Task set:
a. In the thread on appropriate dress for expats, substitute "Alexandria" for "Cairo" and write out again the part that opens with the words containing "## nonie (Aug" and closes with "of the Egyptians.".
b. In the thread on appropriate dress for expats, what reasons does nonie give for asking how women expats dress in Cairo? Answer in one to three sentences.
c. Decide whether each statement agrees with the thread on appropriate dress for expats. Answer yes or no for each one, and quote the words from the thread that decide it. (i) Deeana says that most women who wear the complete head-to-toe covering are Egyptian. (ii) Older ladies wear long black dresses and black headscarves when they go shopping. (iii) Nonie's family is from middle America.

Document passage:
**********

# appropriate dress for expats



## nonie (Aug 4, 2008)

Hi there
Hoping to get an answer from you all living in the Cairo area. Our family is anticipating a move to Cairo and I've been reading that we (the females of the family) should be careful to dress conservatively...long pants, shirt sleeves to the elbow, no tight fitting t shirts etc. Is that the case for the expats living there? We're from middle America and are quite used to wearing our shorts and tank tops. 

If you were to go grocery shopping in Cairo would you dress American or in the modest dress of the Egyptians? Hey, and I'm the first to say being conservative is the way to go but I think our opinions of conservative might vary some of those of the Egyptians.

Thanks for your help!


----------



## Deeana (Jul 13, 2008)

Hi,
Over the past few years it has become much more common to see women wearing the veil, in other words in traditional moslem attire. Most young Egyptian girls wear long skirts and blouses or tunics over trousers, with long sleeves, high necks and a headscarf. They take pride in making themselves look very fashionable in these type of garments. Older ladies still wear long black dresses and black headscarves when they go out shopping, and some younger ones do too. You will see some women in the complete head-to-toe covering too, but not very many, and they are often Saudis.

**********

Data entries:
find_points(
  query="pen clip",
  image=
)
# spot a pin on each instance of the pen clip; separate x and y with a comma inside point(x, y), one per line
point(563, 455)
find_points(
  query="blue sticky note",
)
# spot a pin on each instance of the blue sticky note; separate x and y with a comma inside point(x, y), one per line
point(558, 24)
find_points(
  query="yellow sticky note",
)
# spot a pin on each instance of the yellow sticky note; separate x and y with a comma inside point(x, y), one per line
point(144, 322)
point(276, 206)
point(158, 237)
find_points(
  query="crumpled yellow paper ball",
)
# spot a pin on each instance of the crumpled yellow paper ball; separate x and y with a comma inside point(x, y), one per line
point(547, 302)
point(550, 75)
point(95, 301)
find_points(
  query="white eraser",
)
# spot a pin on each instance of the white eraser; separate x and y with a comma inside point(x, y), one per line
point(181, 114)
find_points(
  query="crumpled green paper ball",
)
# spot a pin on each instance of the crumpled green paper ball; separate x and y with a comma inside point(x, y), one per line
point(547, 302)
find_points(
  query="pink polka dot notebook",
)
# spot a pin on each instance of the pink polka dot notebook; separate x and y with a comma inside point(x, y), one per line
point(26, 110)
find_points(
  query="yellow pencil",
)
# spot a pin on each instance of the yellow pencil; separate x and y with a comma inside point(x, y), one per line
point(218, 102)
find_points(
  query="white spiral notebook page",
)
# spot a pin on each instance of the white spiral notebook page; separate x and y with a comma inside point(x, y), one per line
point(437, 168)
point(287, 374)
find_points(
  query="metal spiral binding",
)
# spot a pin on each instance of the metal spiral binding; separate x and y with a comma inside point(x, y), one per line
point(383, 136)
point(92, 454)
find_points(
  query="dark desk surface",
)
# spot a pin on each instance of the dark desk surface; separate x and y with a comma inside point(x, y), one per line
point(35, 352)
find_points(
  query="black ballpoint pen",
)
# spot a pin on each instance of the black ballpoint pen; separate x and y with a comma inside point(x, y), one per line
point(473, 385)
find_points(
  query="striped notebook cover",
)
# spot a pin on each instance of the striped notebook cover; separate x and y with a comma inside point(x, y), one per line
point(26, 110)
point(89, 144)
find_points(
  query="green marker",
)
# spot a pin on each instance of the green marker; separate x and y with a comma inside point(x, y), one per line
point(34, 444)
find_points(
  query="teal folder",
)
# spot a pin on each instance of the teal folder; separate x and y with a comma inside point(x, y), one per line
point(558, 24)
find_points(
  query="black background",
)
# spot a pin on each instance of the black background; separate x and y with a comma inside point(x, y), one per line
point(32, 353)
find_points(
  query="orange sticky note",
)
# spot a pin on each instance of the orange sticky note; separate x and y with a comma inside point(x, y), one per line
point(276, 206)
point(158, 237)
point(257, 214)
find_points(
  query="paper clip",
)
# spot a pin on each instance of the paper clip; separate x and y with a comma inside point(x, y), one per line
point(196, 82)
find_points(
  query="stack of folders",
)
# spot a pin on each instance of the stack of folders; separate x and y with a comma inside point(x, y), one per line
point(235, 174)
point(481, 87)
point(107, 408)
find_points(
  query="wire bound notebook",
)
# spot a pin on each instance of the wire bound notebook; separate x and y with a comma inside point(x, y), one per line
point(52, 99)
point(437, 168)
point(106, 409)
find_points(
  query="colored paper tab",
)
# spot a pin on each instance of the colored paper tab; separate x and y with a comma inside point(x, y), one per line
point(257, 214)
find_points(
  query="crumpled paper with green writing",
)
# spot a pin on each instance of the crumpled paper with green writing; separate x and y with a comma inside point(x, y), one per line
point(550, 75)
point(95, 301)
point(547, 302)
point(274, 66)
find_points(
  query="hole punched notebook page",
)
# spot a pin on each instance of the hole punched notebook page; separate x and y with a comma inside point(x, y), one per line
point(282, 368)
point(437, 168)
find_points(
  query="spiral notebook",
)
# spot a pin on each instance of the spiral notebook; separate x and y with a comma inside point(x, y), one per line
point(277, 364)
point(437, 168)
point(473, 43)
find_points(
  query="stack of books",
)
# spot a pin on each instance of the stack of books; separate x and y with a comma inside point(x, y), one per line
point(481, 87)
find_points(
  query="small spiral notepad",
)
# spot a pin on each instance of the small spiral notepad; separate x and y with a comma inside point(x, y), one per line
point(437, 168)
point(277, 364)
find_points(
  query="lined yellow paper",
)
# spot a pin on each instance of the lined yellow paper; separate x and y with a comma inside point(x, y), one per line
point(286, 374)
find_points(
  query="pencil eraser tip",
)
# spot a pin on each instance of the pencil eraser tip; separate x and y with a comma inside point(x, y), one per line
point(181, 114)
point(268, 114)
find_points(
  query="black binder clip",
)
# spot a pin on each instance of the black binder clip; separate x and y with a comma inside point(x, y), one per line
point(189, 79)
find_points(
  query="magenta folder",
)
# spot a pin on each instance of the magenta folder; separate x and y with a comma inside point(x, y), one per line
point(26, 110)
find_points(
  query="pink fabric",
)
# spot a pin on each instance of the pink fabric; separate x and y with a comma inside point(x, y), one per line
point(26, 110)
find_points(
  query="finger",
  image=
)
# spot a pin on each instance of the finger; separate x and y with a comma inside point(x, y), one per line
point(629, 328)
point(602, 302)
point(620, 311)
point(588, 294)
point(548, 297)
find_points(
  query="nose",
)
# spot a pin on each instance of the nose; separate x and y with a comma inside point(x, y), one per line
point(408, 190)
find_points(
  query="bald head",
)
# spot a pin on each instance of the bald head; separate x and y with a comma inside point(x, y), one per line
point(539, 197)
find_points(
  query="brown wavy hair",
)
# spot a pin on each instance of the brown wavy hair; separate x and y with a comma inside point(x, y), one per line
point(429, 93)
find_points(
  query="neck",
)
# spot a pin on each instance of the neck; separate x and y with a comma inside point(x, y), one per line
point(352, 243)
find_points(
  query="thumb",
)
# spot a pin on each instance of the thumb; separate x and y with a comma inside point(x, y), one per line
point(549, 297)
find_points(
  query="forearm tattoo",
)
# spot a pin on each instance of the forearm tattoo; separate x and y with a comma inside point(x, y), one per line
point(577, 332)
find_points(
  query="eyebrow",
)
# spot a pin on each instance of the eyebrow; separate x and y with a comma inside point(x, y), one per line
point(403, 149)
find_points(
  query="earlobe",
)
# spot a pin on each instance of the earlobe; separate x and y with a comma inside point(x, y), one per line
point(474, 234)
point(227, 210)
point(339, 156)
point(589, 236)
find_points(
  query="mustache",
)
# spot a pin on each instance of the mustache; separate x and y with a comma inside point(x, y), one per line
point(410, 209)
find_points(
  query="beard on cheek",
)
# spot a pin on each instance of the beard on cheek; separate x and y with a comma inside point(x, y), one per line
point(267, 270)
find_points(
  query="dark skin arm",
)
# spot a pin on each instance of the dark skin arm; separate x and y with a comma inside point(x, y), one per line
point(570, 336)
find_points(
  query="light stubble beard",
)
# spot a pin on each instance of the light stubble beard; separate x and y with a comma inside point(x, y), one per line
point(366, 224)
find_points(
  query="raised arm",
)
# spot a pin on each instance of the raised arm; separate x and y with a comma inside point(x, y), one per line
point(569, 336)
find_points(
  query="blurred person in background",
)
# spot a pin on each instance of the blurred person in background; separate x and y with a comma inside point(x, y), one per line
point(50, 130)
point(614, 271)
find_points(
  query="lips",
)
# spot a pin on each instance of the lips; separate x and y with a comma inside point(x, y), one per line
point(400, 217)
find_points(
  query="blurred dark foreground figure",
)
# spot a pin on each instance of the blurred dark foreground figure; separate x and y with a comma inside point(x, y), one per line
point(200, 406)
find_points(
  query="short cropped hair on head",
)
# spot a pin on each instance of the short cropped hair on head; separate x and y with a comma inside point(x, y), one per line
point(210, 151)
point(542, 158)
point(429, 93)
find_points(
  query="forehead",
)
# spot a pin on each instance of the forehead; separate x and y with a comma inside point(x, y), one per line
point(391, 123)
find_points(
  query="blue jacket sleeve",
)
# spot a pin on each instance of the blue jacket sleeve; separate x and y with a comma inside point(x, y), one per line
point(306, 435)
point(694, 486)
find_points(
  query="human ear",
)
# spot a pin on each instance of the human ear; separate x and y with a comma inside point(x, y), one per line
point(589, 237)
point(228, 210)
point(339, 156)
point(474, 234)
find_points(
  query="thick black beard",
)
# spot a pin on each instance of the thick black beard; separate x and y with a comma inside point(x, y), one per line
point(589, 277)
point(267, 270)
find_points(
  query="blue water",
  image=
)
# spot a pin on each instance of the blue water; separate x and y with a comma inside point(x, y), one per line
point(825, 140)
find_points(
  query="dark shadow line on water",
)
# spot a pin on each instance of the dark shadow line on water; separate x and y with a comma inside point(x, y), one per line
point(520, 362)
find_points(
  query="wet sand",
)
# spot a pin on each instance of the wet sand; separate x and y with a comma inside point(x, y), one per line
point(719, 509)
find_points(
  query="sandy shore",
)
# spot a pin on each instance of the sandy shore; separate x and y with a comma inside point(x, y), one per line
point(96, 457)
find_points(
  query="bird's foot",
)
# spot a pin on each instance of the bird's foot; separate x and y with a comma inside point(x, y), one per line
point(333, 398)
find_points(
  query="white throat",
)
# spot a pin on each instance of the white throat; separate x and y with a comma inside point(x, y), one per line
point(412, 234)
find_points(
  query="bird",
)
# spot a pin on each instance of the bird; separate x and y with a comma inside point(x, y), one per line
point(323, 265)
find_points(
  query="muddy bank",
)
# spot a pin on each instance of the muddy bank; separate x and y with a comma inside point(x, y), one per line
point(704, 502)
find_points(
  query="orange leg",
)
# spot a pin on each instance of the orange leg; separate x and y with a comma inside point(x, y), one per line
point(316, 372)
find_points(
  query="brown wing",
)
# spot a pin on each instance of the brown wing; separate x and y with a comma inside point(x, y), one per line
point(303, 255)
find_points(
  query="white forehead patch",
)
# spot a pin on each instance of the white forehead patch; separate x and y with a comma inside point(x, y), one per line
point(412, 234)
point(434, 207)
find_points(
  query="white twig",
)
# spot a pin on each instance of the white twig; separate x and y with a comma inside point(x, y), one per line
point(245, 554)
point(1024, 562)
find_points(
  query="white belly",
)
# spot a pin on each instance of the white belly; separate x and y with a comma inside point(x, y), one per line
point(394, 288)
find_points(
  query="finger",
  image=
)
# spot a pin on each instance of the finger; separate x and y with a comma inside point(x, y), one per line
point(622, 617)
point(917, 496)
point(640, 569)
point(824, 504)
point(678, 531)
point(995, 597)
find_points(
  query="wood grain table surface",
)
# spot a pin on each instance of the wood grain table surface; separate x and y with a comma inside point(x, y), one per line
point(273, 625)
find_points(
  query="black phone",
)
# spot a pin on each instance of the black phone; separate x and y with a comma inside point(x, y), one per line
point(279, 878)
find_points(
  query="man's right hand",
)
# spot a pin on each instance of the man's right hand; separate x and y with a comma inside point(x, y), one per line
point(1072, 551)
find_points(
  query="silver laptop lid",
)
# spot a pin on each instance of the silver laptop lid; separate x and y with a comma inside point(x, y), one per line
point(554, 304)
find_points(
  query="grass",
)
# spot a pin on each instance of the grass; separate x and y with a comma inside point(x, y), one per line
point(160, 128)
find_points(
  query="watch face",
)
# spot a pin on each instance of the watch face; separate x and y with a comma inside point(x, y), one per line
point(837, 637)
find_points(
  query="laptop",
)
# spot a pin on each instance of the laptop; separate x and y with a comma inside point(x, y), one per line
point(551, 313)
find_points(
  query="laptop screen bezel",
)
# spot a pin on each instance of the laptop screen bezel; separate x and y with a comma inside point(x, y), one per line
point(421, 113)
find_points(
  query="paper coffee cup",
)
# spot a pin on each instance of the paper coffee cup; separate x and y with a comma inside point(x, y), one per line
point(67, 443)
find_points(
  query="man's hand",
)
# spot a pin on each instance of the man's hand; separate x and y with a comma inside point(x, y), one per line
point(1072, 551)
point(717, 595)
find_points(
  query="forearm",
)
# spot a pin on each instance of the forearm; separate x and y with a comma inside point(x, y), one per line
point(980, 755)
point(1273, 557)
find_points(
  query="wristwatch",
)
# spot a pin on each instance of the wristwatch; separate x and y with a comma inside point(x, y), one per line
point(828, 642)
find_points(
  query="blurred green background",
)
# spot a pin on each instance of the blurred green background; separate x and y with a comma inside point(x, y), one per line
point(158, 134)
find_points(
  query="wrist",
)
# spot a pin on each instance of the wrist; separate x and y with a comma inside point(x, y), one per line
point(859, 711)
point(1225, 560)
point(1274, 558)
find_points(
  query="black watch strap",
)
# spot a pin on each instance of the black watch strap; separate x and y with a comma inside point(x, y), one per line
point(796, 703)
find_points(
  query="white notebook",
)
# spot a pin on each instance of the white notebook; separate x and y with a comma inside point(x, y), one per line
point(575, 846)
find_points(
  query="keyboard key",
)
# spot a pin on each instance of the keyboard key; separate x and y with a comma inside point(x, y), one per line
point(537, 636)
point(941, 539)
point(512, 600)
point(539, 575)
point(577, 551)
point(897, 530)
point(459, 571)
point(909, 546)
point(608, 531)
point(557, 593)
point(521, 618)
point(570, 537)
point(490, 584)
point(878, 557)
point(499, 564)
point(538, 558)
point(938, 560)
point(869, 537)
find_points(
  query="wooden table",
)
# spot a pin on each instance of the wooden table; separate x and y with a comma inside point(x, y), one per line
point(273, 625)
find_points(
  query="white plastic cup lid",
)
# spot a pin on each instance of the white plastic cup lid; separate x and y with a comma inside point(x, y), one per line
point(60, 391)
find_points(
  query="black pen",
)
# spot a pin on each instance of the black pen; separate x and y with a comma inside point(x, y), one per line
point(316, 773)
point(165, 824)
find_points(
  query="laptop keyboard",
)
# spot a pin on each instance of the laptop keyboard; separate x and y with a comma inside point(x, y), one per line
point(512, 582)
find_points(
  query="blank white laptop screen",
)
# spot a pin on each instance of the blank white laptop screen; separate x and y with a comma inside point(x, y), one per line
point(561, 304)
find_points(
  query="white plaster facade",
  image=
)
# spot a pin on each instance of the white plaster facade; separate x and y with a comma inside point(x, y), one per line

**********

Solutions by task:
a.
## nonie (Aug 4, 2008)

Hi there
Hoping to get an answer from you all living in the Alexandria area. Our family is anticipating a move to Alexandria and I've been reading that we (the females of the family) should be careful to dress conservatively...long pants, shirt sleeves to the elbow, no tight fitting t shirts etc. Is that the case for the expats living there? We're from middle America and are quite used to wearing our shorts and tank tops. 

If you were to go grocery shopping in Alexandria would you dress American or in the modest dress of the Egyptians? Hey, and I'm the first to say being conservative is the way to go but I think our opinions of conservative might vary some of those of the Egyptians.

b. Nonie's family is anticipating a move to Cairo, and she has read that the women of the family should dress conservatively. The family is from middle America and is used to wearing shorts and tank tops.

c.
(i) No: "You will see some women in the complete head-to-toe covering too, but not very many, and they are often Saudis."
(ii) Yes: "Older ladies still wear long black dresses and black headscarves when they go out shopping"
(iii) Yes: "We're from middle America"